→ **GIVEN INSTRUCTION**
Return the text of every row below word for word, leaving out the pictures.
# START OF PROVIDED RECORDS
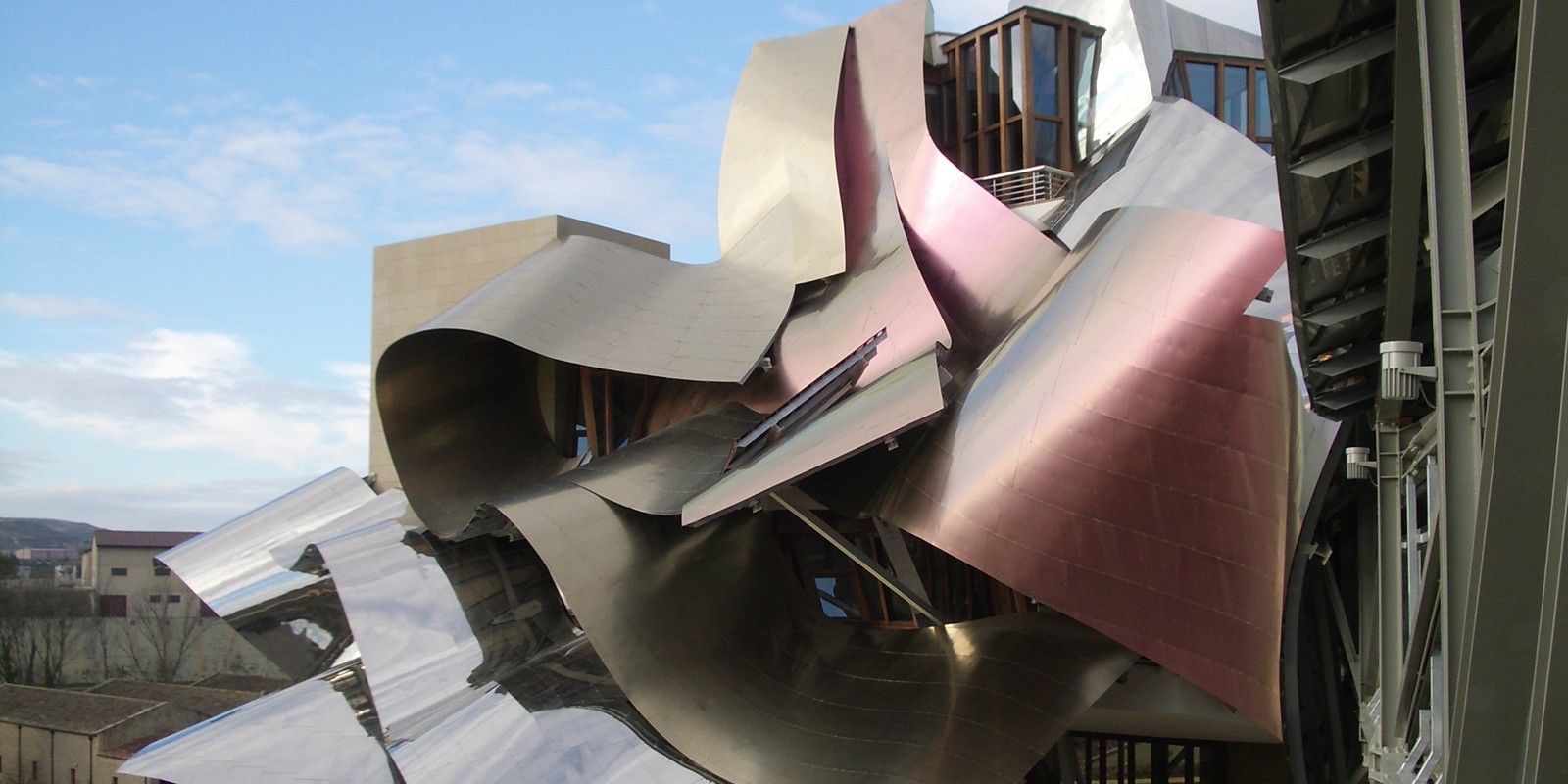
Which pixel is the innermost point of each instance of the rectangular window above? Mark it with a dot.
(1043, 60)
(1015, 73)
(992, 82)
(1264, 117)
(112, 606)
(968, 73)
(1048, 146)
(1236, 98)
(1200, 82)
(1086, 96)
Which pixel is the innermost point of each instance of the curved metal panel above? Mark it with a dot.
(661, 472)
(985, 266)
(715, 643)
(305, 733)
(898, 402)
(243, 571)
(603, 305)
(477, 671)
(1183, 157)
(778, 198)
(1125, 455)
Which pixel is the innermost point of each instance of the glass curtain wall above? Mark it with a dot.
(1023, 93)
(1230, 88)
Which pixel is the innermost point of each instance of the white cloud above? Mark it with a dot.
(146, 507)
(310, 182)
(697, 122)
(190, 391)
(509, 91)
(70, 308)
(16, 465)
(805, 15)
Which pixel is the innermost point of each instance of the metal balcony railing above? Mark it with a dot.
(1027, 185)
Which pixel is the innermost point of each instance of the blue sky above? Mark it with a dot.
(190, 193)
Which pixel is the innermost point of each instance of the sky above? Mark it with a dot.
(190, 193)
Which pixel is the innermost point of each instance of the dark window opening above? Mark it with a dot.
(112, 606)
(1024, 86)
(1235, 90)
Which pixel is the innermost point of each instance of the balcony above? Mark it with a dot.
(1031, 185)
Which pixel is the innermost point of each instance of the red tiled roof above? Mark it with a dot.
(151, 540)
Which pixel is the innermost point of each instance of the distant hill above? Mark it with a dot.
(38, 532)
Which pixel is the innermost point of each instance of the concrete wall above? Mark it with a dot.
(140, 584)
(417, 279)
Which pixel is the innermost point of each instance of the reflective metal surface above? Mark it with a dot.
(1104, 430)
(1125, 455)
(243, 571)
(478, 673)
(901, 400)
(305, 733)
(715, 643)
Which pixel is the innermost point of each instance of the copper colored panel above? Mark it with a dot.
(717, 645)
(1125, 455)
(984, 264)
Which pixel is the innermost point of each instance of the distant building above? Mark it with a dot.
(127, 577)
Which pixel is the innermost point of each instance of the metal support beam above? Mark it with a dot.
(1510, 690)
(899, 556)
(797, 504)
(1390, 585)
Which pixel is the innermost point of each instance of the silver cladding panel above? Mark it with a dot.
(305, 733)
(1184, 159)
(901, 400)
(447, 721)
(662, 472)
(224, 566)
(778, 192)
(243, 571)
(603, 305)
(1136, 52)
(721, 651)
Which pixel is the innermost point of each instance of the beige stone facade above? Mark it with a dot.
(417, 279)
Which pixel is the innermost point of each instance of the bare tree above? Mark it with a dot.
(38, 629)
(159, 637)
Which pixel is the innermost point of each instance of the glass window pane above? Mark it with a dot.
(1015, 146)
(1048, 148)
(1264, 117)
(1043, 55)
(1086, 98)
(1236, 98)
(968, 71)
(1200, 78)
(992, 78)
(1015, 70)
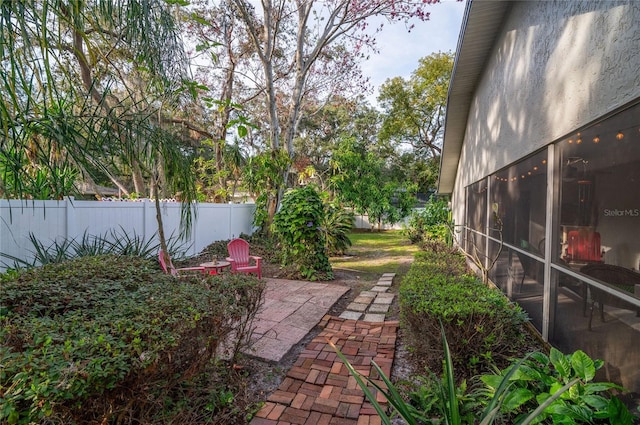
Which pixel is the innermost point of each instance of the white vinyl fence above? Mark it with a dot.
(51, 221)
# END OF PROVIDED RECORDS
→ **TASK OUTPUT**
Which pixel is the innermost point of each instance of the rectangular window above? Mark it with a dot.
(1043, 60)
(1015, 73)
(992, 82)
(1264, 117)
(112, 606)
(968, 73)
(1048, 146)
(1236, 98)
(1200, 82)
(1086, 96)
Which pixel is the innermost point of each instance of the curved metal panel above? Mark it with a dot.
(661, 472)
(985, 266)
(715, 643)
(305, 733)
(898, 402)
(243, 571)
(603, 305)
(477, 671)
(1183, 157)
(778, 198)
(1125, 455)
Which pixel is the innermost point of each instance of the glass curtain wall above? Mark it with a dot.
(1023, 93)
(1230, 88)
Which pixel is the innermost point of each instance of the white cloud above? Mark it with a dot.
(146, 507)
(310, 182)
(697, 122)
(190, 391)
(509, 91)
(70, 308)
(16, 465)
(805, 15)
Which pixel is the innermost point of each instance of the metal balcony railing above? Mark it with a dot.
(1027, 185)
Which pixel is the innermost point of each instance of the blue sky above? Mark it with a dot.
(190, 193)
Which pixel is the innermost point of each instance of the sky above? Mark it with a dot.
(190, 193)
Which pixel is the innermost point of each instance of the dark window opening above? Mark it with a dot.
(112, 606)
(1024, 86)
(1235, 90)
Which pixel is the innermost point of each instance of the balcony above? Mark it with a dot.
(1031, 185)
Which pixel is the innermost point of each instance of the red tiled roof above? Mark it with a dot.
(151, 540)
Which pixel is the innermost point of each instance of the distant hill above? Mark it with a dot.
(38, 532)
Which pixel is the innermost point of each instance of the concrete wall above? Mark it with a dot.
(140, 584)
(417, 279)
Which pixel is the innermost point of each instance of the reflective metal surface above? Mark it with a dot.
(1104, 430)
(1125, 455)
(243, 571)
(478, 673)
(901, 400)
(305, 733)
(715, 643)
Which pixel is the innermost point of each instance of the copper colored panel above? Mark it with a dot.
(717, 645)
(1125, 455)
(984, 264)
Which pixel is the innermost point of each instance of the distant building above? Mark it with a dot.
(127, 577)
Which pixel is the innermost point of each instance of the metal support beam above? Mark it with a dot.
(1510, 690)
(899, 556)
(797, 504)
(1390, 585)
Which pixel is the innermost point of each instance of the silver cladding panel above? Mark it with a dot.
(305, 733)
(1184, 159)
(901, 400)
(447, 721)
(662, 472)
(224, 566)
(778, 192)
(243, 571)
(603, 305)
(1136, 52)
(721, 651)
Which pixel is the innermost point of each instance of the beige stone facade above? Mark it with a dot.
(417, 279)
Which pixel is the innermost point of each instance of the bare tree above? Mark it with a dot.
(38, 629)
(159, 637)
Which pixel is the innermost point of each instance of the glass window pane above? Mark it with a dot.
(1015, 146)
(1048, 148)
(1264, 117)
(1043, 55)
(1086, 98)
(1236, 98)
(968, 71)
(1200, 78)
(992, 78)
(1015, 70)
Which pixel is the innermost point of each instance of the white vinyl fence above? Mark it with a dot.
(51, 221)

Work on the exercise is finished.